Arbeitsauftrag 1:
Prüfe, ob die Aussagen (a), (b) und (c) mit dem Konzertbericht übereinstimmen. Antworte jeweils mit Ja oder Nein und belege dies mit den ausschlaggebenden Worten des Konzertberichts im genauen Wortlaut.

(a) Das Konzert fand am Samstagabend im Neuen Globe statt.
(b) Mulo Francel spielt in Quadro Nuevo das Bandoneon.
(c) Der Konzertkreis Triangel hatte zu dem Konzert eingeladen.
Arbeitsauftrag 2:
Gib den Abschnitt des Konzertberichts zwischen „Mit dem nächsten“ und „typischen Sog entstehen.“, beide eingeschlossen, wortgetreu wieder.

Textblock:
---+---
Musikalische Verführung mit Überraschung

  • Quadro Nuevo ließ sein Publikum im Haller Globe an seinen Entdeckungen teilhaben, zum Schluss auch unverstärkt (von links): Chris Gall, D.D. Lowka, Andreas Hinterseher und Mulo Francel. Ralf Snurawa

Viele Caipirinhas hätten sie in das erste Stück des Abends für dessen Entstehung gesteckt, erinnerte sich Mulo Francel, Klarinettist und Saxofonist von Quadro Nuevo, in seiner unterhaltsamen Moderation. So machten sich mit „Quadro Samba“ entspannter Groove und Wohlfühl-Sound am Samstagabend im Neuen Globe breit. Dorthin hatte der Konzertkreis Triangel zum Konzert der vier Musiker eingeladen.

Mit dem nächsten Stück spiele das Gegenteil von brasilianisch: argentinisch. Astor Piazzollas „Yo soy Maria“ aus dessen Oper „Maria de Buenos Aires“ eröffnete Andreas Hinterseher auf dem Bandoneon mit kleinen, geschärften Akzenten und erzählerischem Tonfall, um das Instrument am Ende theatralisch auseinanderzuziehen. D.D. Lowka ließ dann den Bogen auf den Kontrabasssaiten perkussiv auffedern. Zusammen mit Galls Klavier- und Francels Saxofonspiel ließ das Quartett so den für Piazzollas Musik so typischen Sog entstehen.
---+---
Zu prüfende Daten:

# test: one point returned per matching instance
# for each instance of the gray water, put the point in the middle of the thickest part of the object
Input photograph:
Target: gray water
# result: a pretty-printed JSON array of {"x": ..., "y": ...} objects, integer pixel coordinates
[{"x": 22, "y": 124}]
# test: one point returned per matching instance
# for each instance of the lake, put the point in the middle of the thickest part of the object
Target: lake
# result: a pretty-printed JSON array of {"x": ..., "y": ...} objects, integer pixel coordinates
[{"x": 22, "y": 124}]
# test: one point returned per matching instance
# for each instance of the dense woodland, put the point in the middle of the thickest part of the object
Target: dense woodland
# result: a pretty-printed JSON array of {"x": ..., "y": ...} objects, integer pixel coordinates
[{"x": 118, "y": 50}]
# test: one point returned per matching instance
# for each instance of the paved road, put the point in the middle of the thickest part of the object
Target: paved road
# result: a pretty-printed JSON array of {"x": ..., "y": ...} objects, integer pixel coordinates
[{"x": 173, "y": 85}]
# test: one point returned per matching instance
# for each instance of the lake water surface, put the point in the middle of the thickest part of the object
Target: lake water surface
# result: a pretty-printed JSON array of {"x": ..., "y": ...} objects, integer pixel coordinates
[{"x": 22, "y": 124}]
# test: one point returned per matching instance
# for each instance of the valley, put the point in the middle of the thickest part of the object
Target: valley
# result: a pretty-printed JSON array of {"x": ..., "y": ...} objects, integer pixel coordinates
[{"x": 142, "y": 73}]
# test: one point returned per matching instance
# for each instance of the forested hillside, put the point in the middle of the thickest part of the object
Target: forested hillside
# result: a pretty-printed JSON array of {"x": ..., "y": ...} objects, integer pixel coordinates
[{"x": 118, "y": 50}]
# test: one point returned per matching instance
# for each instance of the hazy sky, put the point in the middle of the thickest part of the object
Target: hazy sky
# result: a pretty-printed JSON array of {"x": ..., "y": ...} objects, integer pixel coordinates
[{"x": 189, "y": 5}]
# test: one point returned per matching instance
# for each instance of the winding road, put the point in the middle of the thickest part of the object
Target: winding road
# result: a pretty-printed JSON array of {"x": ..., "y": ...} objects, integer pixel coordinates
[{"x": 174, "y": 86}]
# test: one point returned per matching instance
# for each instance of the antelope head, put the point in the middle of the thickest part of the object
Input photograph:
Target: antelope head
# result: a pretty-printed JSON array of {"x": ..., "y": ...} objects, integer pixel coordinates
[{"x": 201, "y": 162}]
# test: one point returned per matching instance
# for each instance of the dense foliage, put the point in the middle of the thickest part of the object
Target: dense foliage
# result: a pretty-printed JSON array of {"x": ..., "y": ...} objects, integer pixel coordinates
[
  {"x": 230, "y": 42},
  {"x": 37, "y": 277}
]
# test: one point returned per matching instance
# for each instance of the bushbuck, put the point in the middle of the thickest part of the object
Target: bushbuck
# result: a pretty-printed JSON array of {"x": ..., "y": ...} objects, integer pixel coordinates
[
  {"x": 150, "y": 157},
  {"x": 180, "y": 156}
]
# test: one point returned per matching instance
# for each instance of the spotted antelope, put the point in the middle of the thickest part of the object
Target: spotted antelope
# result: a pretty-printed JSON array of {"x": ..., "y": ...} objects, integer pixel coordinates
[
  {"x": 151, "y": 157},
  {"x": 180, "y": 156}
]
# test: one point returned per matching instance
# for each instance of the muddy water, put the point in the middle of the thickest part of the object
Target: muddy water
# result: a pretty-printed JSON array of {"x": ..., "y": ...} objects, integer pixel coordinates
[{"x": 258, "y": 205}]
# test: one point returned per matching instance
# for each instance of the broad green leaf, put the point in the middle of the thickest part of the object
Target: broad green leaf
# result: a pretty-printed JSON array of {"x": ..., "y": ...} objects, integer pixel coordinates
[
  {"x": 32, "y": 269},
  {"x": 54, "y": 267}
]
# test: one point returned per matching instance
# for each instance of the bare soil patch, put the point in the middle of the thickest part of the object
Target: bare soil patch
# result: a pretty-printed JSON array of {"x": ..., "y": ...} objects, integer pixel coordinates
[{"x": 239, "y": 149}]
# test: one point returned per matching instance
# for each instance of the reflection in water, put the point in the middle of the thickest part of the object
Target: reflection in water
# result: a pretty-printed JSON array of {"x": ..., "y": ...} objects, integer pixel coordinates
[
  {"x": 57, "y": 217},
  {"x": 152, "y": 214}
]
---+---
Antwortbereich 1:
(a) Ja: „am Samstagabend im Neuen Globe“
(b) Nein: „Mulo Francel, Klarinettist und Saxofonist von Quadro Nuevo“
(c) Ja: „Dorthin hatte der Konzertkreis Triangel zum Konzert der vier Musiker eingeladen.“

Antwortbereich 2:
Mit dem nächsten Stück spiele das Gegenteil von brasilianisch: argentinisch. Astor Piazzollas „Yo soy Maria“ aus dessen Oper „Maria de Buenos Aires“ eröffnete Andreas Hinterseher auf dem Bandoneon mit kleinen, geschärften Akzenten und erzählerischem Tonfall, um das Instrument am Ende theatralisch auseinanderzuziehen. D.D. Lowka ließ dann den Bogen auf den Kontrabasssaiten perkussiv auffedern. Zusammen mit Galls Klavier- und Francels Saxofonspiel ließ das Quartett so den für Piazzollas Musik so typischen Sog entstehen.